* Work to do
Count how many lines in the records below contain the word "distant". Reply with that number alone.

(Extracted data entries)
╔══

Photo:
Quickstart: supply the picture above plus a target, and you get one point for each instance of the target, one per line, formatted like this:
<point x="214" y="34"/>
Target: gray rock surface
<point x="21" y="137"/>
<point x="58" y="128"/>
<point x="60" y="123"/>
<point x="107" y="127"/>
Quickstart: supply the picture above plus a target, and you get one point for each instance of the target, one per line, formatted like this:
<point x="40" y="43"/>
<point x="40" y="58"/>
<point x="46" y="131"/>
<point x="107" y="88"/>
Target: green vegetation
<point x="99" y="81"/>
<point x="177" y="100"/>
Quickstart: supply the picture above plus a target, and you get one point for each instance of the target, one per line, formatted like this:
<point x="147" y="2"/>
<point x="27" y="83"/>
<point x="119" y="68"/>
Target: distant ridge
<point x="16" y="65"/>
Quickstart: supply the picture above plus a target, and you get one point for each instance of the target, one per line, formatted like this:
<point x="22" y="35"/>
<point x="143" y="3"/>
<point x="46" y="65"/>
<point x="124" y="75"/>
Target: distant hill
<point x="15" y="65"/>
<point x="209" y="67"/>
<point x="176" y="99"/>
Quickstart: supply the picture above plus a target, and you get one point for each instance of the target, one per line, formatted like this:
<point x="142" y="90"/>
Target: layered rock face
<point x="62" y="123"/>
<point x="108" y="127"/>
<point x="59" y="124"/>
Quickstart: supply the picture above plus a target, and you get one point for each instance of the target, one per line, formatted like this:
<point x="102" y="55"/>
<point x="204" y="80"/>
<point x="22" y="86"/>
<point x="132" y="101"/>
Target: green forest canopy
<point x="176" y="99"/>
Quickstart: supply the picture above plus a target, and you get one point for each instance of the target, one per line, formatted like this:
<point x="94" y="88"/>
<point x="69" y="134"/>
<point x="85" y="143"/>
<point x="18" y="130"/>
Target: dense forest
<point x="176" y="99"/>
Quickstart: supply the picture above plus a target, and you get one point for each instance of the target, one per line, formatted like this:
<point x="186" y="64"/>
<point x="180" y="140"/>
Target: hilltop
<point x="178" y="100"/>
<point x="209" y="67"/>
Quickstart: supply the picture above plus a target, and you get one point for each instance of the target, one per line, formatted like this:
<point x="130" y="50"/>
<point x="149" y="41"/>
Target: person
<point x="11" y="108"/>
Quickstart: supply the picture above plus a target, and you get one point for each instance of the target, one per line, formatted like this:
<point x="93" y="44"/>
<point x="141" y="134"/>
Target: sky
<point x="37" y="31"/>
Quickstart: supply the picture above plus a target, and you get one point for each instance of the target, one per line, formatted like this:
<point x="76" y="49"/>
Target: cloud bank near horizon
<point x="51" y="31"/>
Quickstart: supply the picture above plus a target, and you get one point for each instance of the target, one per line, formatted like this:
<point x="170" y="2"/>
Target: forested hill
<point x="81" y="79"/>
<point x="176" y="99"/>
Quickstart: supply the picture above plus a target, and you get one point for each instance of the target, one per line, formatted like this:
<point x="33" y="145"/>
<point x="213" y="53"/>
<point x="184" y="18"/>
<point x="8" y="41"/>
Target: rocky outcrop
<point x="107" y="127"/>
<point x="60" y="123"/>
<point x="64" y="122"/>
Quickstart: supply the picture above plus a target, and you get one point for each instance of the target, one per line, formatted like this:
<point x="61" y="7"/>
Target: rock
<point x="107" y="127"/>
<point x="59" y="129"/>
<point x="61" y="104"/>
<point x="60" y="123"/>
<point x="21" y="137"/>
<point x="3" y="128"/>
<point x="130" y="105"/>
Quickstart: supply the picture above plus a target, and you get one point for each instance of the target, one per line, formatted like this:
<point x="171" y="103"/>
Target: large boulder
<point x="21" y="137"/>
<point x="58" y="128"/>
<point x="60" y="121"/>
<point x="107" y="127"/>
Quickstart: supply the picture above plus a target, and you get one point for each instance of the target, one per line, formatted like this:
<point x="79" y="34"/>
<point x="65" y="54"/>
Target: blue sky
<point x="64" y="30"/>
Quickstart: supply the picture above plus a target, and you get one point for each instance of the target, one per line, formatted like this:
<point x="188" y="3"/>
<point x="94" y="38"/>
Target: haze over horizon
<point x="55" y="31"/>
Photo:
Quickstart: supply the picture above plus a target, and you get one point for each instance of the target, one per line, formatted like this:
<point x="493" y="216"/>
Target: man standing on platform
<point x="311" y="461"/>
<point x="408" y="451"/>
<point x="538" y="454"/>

╚══

* Correct result
2